EXERCISE TASK: Please find every line of the data below that contains the string "beach" and copy each of those lines out in full.
PROVIDED INFORMATION start
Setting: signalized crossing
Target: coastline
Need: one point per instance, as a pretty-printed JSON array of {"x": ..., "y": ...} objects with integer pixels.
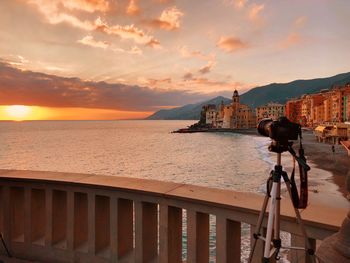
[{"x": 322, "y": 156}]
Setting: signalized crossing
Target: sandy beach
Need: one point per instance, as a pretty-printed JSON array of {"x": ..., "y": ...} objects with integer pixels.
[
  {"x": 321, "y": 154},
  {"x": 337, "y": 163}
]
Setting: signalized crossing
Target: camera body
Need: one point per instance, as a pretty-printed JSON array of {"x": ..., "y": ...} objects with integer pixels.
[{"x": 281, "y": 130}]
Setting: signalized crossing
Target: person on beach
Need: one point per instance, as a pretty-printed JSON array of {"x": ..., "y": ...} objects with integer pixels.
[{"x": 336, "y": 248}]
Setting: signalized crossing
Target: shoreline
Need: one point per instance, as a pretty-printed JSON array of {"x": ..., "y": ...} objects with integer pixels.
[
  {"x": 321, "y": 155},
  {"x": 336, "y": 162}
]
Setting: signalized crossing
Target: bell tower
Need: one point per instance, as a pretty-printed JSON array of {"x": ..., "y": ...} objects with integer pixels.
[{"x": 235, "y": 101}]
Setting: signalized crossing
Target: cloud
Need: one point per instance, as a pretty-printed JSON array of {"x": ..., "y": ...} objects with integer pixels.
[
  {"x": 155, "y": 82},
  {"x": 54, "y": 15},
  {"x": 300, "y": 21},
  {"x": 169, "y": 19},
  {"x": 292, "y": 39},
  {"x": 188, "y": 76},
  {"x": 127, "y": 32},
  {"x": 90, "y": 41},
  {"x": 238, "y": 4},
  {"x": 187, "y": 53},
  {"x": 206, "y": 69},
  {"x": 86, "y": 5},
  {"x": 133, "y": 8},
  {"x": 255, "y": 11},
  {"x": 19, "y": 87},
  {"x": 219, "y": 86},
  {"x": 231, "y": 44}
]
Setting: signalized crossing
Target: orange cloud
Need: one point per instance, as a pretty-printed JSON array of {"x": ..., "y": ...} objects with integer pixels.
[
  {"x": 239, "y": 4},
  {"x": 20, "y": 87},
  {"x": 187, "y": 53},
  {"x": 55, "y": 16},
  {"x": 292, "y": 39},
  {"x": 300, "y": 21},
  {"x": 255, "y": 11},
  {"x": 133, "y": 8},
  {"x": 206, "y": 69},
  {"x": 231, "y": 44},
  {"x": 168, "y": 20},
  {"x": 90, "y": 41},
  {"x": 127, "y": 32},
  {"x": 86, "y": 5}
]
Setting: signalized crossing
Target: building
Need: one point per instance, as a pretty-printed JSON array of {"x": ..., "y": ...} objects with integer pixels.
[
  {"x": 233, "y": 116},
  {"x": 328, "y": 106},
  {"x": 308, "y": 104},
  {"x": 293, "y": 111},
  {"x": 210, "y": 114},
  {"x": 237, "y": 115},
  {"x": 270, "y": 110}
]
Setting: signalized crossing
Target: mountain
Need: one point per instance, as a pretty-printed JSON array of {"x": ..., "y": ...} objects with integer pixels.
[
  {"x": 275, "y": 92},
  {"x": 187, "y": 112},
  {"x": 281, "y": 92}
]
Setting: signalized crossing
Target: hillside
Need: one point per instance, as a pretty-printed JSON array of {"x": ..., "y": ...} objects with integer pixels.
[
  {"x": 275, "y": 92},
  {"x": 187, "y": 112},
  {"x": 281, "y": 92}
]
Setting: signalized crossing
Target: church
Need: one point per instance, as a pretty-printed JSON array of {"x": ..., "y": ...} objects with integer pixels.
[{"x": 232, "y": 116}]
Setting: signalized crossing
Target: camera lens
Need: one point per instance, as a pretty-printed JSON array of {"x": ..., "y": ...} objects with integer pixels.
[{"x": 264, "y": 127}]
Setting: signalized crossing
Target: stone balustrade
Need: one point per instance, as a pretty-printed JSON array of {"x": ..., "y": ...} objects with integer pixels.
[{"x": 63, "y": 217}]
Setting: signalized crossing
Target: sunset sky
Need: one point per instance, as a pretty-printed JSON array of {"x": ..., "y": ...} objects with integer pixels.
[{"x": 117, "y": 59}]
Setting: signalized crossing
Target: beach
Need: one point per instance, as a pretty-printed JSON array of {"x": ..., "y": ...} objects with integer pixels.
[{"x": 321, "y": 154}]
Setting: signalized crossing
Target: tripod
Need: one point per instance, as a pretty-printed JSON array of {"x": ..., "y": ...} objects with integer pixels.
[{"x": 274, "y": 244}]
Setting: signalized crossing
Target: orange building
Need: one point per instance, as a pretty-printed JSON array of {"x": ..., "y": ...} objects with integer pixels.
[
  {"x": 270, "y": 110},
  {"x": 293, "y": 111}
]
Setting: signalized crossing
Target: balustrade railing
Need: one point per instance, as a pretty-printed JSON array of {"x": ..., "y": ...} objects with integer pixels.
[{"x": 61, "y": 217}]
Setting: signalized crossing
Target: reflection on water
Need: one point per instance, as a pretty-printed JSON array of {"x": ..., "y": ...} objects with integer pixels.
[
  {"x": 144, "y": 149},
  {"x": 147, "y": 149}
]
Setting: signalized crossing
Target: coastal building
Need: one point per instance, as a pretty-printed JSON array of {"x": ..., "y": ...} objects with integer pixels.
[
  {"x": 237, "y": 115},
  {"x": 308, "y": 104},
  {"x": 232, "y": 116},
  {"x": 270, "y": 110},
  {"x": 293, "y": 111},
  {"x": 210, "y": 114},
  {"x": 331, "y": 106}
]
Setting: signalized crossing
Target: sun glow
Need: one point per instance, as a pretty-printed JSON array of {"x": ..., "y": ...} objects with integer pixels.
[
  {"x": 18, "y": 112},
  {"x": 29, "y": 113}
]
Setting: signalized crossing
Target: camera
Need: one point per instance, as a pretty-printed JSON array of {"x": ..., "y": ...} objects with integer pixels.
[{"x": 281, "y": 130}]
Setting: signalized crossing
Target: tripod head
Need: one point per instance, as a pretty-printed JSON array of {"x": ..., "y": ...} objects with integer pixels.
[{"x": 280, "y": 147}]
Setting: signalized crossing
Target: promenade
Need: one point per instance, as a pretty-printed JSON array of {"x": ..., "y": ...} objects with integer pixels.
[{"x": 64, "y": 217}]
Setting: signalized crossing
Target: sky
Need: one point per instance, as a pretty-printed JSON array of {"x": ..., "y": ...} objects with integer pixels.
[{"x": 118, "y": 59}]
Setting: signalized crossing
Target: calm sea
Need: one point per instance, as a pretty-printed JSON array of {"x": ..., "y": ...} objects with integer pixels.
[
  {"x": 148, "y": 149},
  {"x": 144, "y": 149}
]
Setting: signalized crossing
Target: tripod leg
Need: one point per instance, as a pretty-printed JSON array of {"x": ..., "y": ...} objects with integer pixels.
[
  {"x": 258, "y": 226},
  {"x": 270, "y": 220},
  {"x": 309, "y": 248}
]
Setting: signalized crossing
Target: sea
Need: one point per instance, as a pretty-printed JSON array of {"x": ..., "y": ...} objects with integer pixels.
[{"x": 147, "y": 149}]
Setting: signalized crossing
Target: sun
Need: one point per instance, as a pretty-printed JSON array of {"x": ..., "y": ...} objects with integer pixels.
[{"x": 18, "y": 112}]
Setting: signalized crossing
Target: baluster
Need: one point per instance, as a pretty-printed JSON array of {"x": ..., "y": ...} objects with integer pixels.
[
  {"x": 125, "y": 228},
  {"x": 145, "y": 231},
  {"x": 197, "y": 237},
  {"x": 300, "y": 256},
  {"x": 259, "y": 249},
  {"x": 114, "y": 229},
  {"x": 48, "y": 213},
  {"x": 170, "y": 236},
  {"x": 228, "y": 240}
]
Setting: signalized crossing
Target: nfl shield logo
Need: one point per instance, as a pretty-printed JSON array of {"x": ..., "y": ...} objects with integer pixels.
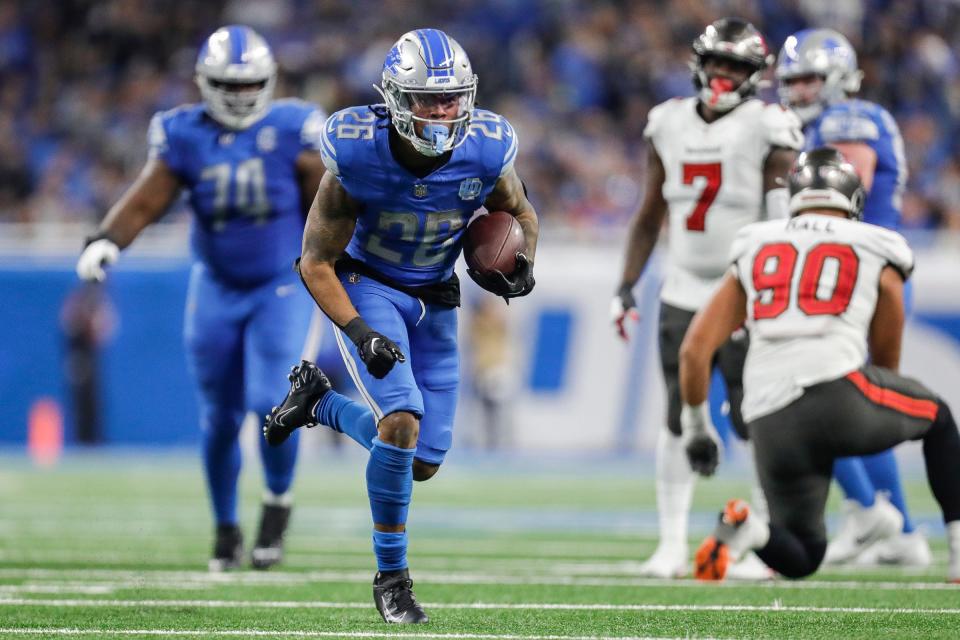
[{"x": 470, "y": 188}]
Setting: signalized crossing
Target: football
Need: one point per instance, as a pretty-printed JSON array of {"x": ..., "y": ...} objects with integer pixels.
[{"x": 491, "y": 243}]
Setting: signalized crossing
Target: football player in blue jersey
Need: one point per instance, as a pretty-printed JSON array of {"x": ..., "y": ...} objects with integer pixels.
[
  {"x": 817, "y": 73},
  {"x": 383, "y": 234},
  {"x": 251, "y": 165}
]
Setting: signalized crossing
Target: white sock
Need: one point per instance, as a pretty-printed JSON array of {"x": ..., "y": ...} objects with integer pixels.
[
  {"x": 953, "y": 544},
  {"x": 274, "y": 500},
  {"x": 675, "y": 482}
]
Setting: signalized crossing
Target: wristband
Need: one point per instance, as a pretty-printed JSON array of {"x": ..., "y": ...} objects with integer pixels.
PROVIDED INFORMATION end
RIGHT ANSWER:
Target: sandy beach
Target: person on beach
Target: beach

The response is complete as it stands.